Exercise prompt: Edit the entries from the start through the line containing "[1114, 678]", changing "sandy plain" to "gravel plain" and leaving everything else unchanged.

Given data:

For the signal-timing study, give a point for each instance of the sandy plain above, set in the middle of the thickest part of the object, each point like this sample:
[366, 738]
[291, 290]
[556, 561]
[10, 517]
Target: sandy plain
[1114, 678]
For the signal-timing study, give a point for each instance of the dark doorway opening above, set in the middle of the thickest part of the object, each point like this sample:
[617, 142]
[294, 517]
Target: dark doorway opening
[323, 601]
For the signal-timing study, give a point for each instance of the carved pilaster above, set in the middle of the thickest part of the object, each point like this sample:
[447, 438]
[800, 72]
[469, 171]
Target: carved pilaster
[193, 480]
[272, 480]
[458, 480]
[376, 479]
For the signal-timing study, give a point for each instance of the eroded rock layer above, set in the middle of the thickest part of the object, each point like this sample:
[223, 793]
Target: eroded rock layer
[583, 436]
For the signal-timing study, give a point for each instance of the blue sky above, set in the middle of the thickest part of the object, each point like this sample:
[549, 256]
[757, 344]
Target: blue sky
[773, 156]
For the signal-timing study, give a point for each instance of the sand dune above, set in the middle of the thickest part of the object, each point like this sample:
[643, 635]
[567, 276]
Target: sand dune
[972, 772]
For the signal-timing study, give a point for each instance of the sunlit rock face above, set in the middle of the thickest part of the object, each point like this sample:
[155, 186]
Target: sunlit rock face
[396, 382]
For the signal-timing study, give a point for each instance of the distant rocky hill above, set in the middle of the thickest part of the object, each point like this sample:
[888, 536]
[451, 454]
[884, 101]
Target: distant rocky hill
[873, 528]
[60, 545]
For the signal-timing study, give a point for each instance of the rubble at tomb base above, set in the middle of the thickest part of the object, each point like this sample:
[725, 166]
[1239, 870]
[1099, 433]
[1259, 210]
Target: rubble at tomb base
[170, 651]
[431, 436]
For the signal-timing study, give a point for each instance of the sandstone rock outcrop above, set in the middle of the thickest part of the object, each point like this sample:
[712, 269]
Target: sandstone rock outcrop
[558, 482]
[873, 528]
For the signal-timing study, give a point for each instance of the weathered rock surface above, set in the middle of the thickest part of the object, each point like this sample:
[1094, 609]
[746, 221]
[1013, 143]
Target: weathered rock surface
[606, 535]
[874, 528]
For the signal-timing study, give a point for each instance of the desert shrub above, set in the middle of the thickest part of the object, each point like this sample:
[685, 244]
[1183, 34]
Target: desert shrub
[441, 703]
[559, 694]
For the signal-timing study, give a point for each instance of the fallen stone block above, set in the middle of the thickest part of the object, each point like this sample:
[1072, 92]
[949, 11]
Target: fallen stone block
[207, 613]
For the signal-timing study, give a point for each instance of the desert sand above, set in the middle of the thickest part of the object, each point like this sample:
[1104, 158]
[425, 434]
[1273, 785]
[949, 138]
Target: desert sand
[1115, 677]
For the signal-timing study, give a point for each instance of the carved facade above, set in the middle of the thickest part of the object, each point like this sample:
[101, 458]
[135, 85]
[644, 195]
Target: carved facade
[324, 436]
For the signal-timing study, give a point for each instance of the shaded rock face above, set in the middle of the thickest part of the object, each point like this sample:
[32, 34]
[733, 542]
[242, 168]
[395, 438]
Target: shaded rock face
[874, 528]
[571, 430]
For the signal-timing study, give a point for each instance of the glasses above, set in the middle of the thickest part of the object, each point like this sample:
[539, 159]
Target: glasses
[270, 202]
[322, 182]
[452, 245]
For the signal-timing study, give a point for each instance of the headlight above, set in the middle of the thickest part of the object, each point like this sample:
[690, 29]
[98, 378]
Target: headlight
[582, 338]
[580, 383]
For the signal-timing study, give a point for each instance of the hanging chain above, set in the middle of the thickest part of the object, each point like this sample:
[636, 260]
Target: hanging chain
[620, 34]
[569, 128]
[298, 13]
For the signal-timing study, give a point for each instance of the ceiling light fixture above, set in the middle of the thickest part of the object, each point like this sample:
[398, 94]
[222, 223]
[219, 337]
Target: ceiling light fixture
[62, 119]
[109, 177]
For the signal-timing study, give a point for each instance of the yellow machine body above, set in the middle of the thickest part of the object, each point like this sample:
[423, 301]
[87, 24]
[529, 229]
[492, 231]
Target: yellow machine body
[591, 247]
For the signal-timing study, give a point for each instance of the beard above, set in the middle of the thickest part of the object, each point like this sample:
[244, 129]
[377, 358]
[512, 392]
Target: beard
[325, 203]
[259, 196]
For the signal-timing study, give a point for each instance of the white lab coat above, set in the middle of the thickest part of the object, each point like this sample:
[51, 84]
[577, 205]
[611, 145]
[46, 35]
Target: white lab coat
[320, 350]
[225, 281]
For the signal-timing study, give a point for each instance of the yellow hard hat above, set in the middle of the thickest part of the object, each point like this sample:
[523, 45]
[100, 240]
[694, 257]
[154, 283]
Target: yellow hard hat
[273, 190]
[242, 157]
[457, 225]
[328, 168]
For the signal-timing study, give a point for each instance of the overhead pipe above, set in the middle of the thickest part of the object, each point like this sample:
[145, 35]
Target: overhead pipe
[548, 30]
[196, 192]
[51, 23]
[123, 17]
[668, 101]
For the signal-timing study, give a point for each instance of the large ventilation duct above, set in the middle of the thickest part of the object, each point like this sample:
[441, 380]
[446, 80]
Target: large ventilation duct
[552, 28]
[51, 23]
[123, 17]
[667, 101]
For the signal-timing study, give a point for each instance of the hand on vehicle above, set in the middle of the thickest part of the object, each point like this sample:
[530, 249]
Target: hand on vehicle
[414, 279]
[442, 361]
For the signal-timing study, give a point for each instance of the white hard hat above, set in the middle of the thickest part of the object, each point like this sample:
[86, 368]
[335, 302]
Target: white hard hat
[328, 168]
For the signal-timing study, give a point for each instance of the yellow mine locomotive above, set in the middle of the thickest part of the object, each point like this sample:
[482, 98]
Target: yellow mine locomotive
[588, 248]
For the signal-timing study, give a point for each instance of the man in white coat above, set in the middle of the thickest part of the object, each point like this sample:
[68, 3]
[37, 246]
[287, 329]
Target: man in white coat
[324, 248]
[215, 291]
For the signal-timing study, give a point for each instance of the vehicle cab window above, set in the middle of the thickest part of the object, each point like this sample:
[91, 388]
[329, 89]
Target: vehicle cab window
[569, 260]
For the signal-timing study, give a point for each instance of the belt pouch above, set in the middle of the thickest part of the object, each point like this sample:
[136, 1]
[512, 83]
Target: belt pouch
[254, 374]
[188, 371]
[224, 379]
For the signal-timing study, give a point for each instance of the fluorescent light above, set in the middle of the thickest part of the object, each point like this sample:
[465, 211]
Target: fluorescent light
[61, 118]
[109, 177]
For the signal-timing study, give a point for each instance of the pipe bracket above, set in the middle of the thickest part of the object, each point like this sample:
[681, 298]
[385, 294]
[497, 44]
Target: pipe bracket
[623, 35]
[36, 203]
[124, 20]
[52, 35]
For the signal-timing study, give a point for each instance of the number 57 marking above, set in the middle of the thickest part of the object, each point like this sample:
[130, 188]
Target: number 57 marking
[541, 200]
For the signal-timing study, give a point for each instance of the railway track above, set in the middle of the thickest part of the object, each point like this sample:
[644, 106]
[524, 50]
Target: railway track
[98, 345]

Result below:
For the signal-timing study, give a point for each instance of the gravel plain above, set in the middle of the thickest part of the object, each point like this sample:
[366, 738]
[291, 290]
[556, 561]
[10, 517]
Target: gravel plain
[1114, 678]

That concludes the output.